Aim of the task:
Pick out each line in the entries below that contains the word "arched".
--- Start of Materials provided ---
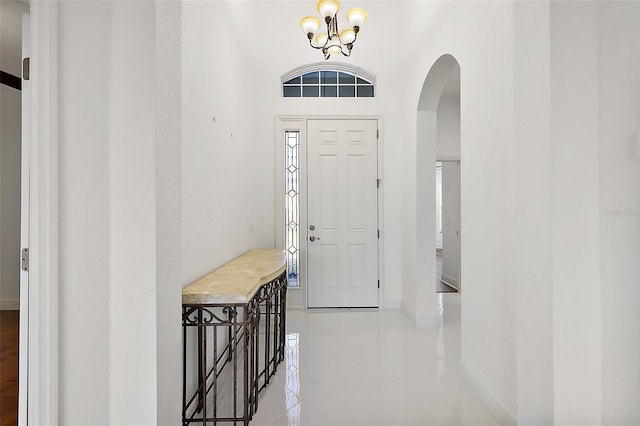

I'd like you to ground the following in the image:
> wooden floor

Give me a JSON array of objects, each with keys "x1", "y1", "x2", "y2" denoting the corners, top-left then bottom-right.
[{"x1": 0, "y1": 311, "x2": 20, "y2": 426}]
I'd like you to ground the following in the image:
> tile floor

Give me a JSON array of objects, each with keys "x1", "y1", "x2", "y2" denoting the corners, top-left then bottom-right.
[{"x1": 251, "y1": 293, "x2": 499, "y2": 426}]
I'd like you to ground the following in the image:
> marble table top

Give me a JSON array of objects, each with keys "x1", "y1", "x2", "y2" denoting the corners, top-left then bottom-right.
[{"x1": 182, "y1": 249, "x2": 287, "y2": 305}]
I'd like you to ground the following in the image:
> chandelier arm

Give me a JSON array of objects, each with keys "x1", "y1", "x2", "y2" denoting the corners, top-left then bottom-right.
[{"x1": 309, "y1": 39, "x2": 326, "y2": 49}]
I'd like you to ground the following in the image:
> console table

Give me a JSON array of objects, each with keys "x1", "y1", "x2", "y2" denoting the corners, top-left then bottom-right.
[{"x1": 182, "y1": 249, "x2": 287, "y2": 426}]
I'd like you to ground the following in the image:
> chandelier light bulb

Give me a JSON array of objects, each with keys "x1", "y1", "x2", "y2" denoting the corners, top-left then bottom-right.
[
  {"x1": 340, "y1": 28, "x2": 356, "y2": 44},
  {"x1": 300, "y1": 16, "x2": 320, "y2": 39},
  {"x1": 316, "y1": 0, "x2": 340, "y2": 23},
  {"x1": 347, "y1": 7, "x2": 369, "y2": 32},
  {"x1": 300, "y1": 0, "x2": 368, "y2": 59},
  {"x1": 316, "y1": 33, "x2": 329, "y2": 47},
  {"x1": 327, "y1": 36, "x2": 342, "y2": 55}
]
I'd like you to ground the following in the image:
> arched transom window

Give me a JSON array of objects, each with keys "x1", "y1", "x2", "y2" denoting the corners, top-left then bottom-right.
[{"x1": 282, "y1": 62, "x2": 375, "y2": 98}]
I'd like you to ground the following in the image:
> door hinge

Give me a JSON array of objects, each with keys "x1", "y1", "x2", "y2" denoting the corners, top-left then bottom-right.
[
  {"x1": 22, "y1": 58, "x2": 31, "y2": 80},
  {"x1": 21, "y1": 248, "x2": 29, "y2": 271}
]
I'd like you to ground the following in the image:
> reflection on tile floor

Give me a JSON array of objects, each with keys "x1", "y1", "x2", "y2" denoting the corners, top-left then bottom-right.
[{"x1": 251, "y1": 293, "x2": 499, "y2": 426}]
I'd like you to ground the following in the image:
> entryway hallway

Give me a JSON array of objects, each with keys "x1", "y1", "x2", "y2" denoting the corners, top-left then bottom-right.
[{"x1": 251, "y1": 293, "x2": 499, "y2": 426}]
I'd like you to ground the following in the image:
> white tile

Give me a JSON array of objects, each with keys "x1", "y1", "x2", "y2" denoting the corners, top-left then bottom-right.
[{"x1": 251, "y1": 293, "x2": 499, "y2": 426}]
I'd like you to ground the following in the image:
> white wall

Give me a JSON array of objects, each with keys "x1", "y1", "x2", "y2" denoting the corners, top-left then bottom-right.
[
  {"x1": 182, "y1": 2, "x2": 260, "y2": 286},
  {"x1": 58, "y1": 2, "x2": 157, "y2": 425},
  {"x1": 156, "y1": 1, "x2": 182, "y2": 425},
  {"x1": 436, "y1": 95, "x2": 460, "y2": 161},
  {"x1": 598, "y1": 2, "x2": 640, "y2": 424},
  {"x1": 0, "y1": 1, "x2": 28, "y2": 310}
]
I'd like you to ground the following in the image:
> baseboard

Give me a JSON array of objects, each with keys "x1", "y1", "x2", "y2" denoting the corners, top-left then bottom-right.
[
  {"x1": 0, "y1": 299, "x2": 20, "y2": 311},
  {"x1": 402, "y1": 303, "x2": 442, "y2": 328},
  {"x1": 459, "y1": 362, "x2": 518, "y2": 426},
  {"x1": 384, "y1": 300, "x2": 402, "y2": 311},
  {"x1": 440, "y1": 274, "x2": 458, "y2": 290}
]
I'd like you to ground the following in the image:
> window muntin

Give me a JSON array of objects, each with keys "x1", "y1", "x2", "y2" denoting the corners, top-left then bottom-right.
[{"x1": 282, "y1": 70, "x2": 375, "y2": 98}]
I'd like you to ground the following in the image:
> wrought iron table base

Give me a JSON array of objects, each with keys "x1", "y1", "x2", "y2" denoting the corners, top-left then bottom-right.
[{"x1": 182, "y1": 272, "x2": 287, "y2": 426}]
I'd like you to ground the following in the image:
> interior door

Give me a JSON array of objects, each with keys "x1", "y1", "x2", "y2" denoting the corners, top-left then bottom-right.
[
  {"x1": 442, "y1": 161, "x2": 460, "y2": 291},
  {"x1": 306, "y1": 120, "x2": 379, "y2": 308},
  {"x1": 16, "y1": 13, "x2": 31, "y2": 425}
]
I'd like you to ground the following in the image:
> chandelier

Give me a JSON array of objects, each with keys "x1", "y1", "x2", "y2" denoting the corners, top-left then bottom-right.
[{"x1": 300, "y1": 0, "x2": 368, "y2": 59}]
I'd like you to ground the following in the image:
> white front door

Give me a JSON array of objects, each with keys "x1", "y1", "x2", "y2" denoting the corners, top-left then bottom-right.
[
  {"x1": 16, "y1": 13, "x2": 31, "y2": 425},
  {"x1": 303, "y1": 120, "x2": 379, "y2": 308}
]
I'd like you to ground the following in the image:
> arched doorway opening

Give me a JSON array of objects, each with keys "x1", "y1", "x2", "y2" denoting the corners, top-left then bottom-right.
[{"x1": 416, "y1": 54, "x2": 462, "y2": 318}]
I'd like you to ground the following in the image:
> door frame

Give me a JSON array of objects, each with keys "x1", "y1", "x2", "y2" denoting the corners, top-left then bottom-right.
[
  {"x1": 18, "y1": 0, "x2": 58, "y2": 425},
  {"x1": 274, "y1": 115, "x2": 385, "y2": 310},
  {"x1": 436, "y1": 157, "x2": 462, "y2": 293}
]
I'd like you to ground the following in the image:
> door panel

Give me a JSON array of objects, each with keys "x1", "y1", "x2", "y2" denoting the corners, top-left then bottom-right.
[
  {"x1": 442, "y1": 161, "x2": 460, "y2": 290},
  {"x1": 307, "y1": 120, "x2": 378, "y2": 308}
]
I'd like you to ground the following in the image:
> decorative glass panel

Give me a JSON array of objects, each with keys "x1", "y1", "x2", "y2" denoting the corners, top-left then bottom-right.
[
  {"x1": 302, "y1": 71, "x2": 320, "y2": 84},
  {"x1": 358, "y1": 86, "x2": 373, "y2": 98},
  {"x1": 340, "y1": 86, "x2": 356, "y2": 98},
  {"x1": 284, "y1": 131, "x2": 300, "y2": 287},
  {"x1": 320, "y1": 86, "x2": 338, "y2": 98},
  {"x1": 282, "y1": 69, "x2": 375, "y2": 98},
  {"x1": 284, "y1": 77, "x2": 300, "y2": 84},
  {"x1": 282, "y1": 86, "x2": 300, "y2": 98},
  {"x1": 302, "y1": 86, "x2": 320, "y2": 98},
  {"x1": 320, "y1": 71, "x2": 338, "y2": 84}
]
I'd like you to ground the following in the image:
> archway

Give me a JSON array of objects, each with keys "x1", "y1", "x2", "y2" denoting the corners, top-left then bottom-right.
[{"x1": 415, "y1": 54, "x2": 460, "y2": 326}]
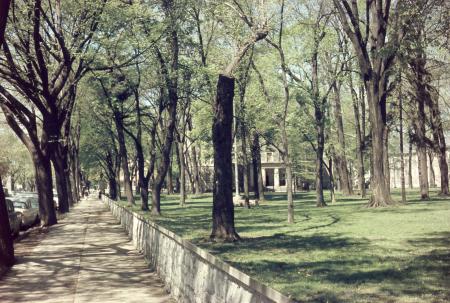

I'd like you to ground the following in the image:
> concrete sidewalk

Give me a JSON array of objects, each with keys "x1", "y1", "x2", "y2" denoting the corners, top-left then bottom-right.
[{"x1": 0, "y1": 198, "x2": 174, "y2": 303}]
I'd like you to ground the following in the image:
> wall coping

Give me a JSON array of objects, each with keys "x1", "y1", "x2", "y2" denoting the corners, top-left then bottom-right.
[{"x1": 103, "y1": 196, "x2": 296, "y2": 303}]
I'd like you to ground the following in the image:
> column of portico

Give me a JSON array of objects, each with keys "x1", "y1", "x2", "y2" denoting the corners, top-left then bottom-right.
[{"x1": 273, "y1": 168, "x2": 280, "y2": 191}]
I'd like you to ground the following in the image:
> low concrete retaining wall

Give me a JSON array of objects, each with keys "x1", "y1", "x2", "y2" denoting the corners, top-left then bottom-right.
[{"x1": 103, "y1": 196, "x2": 293, "y2": 303}]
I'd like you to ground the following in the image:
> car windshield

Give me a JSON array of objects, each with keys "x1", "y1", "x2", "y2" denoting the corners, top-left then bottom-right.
[{"x1": 14, "y1": 201, "x2": 27, "y2": 209}]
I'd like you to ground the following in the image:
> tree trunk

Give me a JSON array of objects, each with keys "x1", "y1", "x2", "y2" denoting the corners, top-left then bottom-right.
[
  {"x1": 349, "y1": 71, "x2": 366, "y2": 198},
  {"x1": 114, "y1": 112, "x2": 135, "y2": 206},
  {"x1": 32, "y1": 152, "x2": 58, "y2": 226},
  {"x1": 316, "y1": 126, "x2": 327, "y2": 207},
  {"x1": 192, "y1": 144, "x2": 203, "y2": 195},
  {"x1": 108, "y1": 177, "x2": 117, "y2": 200},
  {"x1": 428, "y1": 150, "x2": 436, "y2": 188},
  {"x1": 0, "y1": 176, "x2": 15, "y2": 267},
  {"x1": 413, "y1": 98, "x2": 429, "y2": 199},
  {"x1": 408, "y1": 138, "x2": 413, "y2": 189},
  {"x1": 417, "y1": 144, "x2": 429, "y2": 200},
  {"x1": 210, "y1": 74, "x2": 240, "y2": 241},
  {"x1": 398, "y1": 87, "x2": 406, "y2": 204},
  {"x1": 333, "y1": 83, "x2": 353, "y2": 195},
  {"x1": 281, "y1": 125, "x2": 294, "y2": 224},
  {"x1": 167, "y1": 156, "x2": 173, "y2": 195},
  {"x1": 328, "y1": 157, "x2": 336, "y2": 203},
  {"x1": 177, "y1": 142, "x2": 186, "y2": 207},
  {"x1": 241, "y1": 123, "x2": 250, "y2": 208},
  {"x1": 251, "y1": 131, "x2": 264, "y2": 202},
  {"x1": 430, "y1": 92, "x2": 450, "y2": 196},
  {"x1": 52, "y1": 151, "x2": 73, "y2": 213},
  {"x1": 365, "y1": 84, "x2": 393, "y2": 207},
  {"x1": 383, "y1": 127, "x2": 391, "y2": 190}
]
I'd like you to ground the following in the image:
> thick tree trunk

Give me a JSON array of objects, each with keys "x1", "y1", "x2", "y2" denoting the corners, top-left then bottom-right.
[
  {"x1": 251, "y1": 131, "x2": 264, "y2": 202},
  {"x1": 365, "y1": 84, "x2": 394, "y2": 207},
  {"x1": 177, "y1": 142, "x2": 186, "y2": 207},
  {"x1": 398, "y1": 87, "x2": 406, "y2": 204},
  {"x1": 328, "y1": 157, "x2": 336, "y2": 203},
  {"x1": 333, "y1": 84, "x2": 353, "y2": 195},
  {"x1": 32, "y1": 152, "x2": 58, "y2": 226},
  {"x1": 417, "y1": 144, "x2": 429, "y2": 200},
  {"x1": 114, "y1": 112, "x2": 135, "y2": 206},
  {"x1": 281, "y1": 125, "x2": 294, "y2": 224},
  {"x1": 192, "y1": 144, "x2": 203, "y2": 195},
  {"x1": 0, "y1": 176, "x2": 15, "y2": 267},
  {"x1": 108, "y1": 177, "x2": 117, "y2": 200},
  {"x1": 241, "y1": 123, "x2": 250, "y2": 208},
  {"x1": 52, "y1": 151, "x2": 73, "y2": 213},
  {"x1": 210, "y1": 75, "x2": 240, "y2": 241},
  {"x1": 383, "y1": 127, "x2": 391, "y2": 189},
  {"x1": 430, "y1": 93, "x2": 450, "y2": 196},
  {"x1": 413, "y1": 94, "x2": 429, "y2": 199},
  {"x1": 428, "y1": 150, "x2": 436, "y2": 188},
  {"x1": 316, "y1": 131, "x2": 327, "y2": 207},
  {"x1": 167, "y1": 157, "x2": 173, "y2": 195},
  {"x1": 408, "y1": 138, "x2": 413, "y2": 189}
]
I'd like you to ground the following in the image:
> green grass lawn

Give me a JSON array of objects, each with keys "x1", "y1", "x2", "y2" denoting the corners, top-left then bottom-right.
[{"x1": 118, "y1": 191, "x2": 450, "y2": 302}]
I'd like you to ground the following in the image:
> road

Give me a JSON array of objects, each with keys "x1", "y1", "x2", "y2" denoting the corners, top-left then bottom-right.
[{"x1": 0, "y1": 197, "x2": 174, "y2": 303}]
--- End of Materials provided ---
The output:
> arched transom window
> arched doorway opening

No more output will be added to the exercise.